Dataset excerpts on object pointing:
++++
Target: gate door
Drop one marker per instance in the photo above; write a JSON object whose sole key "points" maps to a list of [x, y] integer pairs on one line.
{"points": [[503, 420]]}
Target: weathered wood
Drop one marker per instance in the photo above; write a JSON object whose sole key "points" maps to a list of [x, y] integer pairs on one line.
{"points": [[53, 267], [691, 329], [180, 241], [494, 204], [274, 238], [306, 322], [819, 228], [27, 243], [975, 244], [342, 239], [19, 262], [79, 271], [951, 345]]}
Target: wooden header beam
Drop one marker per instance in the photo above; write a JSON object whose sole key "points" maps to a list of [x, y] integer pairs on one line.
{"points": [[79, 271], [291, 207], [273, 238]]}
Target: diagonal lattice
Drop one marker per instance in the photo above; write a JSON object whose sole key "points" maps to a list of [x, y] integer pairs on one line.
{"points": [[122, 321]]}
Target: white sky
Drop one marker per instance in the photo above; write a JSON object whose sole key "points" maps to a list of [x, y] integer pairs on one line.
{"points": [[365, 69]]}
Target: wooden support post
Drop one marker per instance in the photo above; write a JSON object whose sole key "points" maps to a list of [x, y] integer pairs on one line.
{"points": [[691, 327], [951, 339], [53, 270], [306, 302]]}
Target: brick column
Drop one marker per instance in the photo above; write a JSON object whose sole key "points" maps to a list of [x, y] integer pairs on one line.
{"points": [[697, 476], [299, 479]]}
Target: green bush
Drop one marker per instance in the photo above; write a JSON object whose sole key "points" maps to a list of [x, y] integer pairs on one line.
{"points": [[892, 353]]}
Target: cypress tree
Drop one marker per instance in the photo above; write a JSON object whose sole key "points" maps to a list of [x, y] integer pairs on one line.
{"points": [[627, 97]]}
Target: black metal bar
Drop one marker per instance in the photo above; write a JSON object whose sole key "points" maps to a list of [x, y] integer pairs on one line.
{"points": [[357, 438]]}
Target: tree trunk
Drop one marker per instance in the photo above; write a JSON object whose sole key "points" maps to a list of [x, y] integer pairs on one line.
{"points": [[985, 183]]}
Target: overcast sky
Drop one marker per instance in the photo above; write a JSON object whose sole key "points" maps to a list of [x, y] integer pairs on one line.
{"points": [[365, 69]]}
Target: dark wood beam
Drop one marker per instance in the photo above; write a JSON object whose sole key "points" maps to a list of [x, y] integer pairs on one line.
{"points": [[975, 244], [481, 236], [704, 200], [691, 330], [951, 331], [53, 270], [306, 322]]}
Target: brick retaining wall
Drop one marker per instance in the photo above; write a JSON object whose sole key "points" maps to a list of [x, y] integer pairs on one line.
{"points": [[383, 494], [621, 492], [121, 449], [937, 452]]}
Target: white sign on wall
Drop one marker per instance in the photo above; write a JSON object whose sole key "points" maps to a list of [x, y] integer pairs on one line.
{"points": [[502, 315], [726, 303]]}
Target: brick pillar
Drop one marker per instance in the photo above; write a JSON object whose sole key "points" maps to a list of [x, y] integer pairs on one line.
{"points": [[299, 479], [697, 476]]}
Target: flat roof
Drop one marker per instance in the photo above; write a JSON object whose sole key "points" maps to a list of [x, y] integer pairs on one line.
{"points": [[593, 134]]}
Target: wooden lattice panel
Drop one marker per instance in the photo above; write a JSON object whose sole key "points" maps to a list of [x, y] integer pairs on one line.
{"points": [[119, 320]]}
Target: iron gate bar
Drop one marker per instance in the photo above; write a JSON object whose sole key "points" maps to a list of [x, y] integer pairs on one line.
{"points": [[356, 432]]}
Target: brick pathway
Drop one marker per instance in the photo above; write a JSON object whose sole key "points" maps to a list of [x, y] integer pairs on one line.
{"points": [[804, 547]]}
++++
Write the lines out verbatim, from the one with "Target: overcast sky" through the last line of the entries, and stop there.

**SOLUTION FOR THIS EXERCISE**
Target: overcast sky
Drop one marker per instance in the photo above; write a JSON object whose sole key "points" maps to a list of [x, y] integer pairs on one line.
{"points": [[365, 69]]}
Target: dark wood beam
Drop one marker per instance in the photo above; write a JSON object whose sole key "points" maps to a list of [x, y] integer pairs on one line.
{"points": [[975, 244], [481, 236], [704, 200], [691, 330], [951, 331], [53, 270], [306, 322]]}
Target: brick retaining wall
Drop one marker per instance in the photo above; write a JSON object whose sole key "points" maps to a list of [x, y] integer pairs on one line.
{"points": [[383, 494], [621, 492], [121, 449], [937, 452]]}
Target: white sign on wall
Drop one marker per instance in the photo above; write a JSON object whose sole key "points" maps to a list of [x, y] integer pairs on one line.
{"points": [[502, 315], [726, 303]]}
Target: brick pillar
Drop one marker per instance in the photo above; write a JSON object whose sole key "points" maps to a list of [x, y] integer pairs on one line.
{"points": [[299, 479], [697, 476]]}
Target: flat roof
Drop one marker per instance in the photo above; write a JSON object whose sole key "points" maps to a list of [x, y] integer pairs on one line.
{"points": [[593, 134]]}
Target: wooden lattice panel
Drop one marker per instance in the photo above; write a JSON object whose sole key "points" maps to a list of [x, y] integer pairs on one line.
{"points": [[119, 320]]}
Target: iron gate bar
Drop one marker per instance in the photo above; write a JSON object whose sole key "points" maps to a list of [x, y] integer pairs on one line.
{"points": [[356, 432]]}
Target: brick pathway
Drop one marker per instance in the photo above; write a JSON object whose sole key "points" maps to a list of [x, y] integer pairs on one line.
{"points": [[804, 547]]}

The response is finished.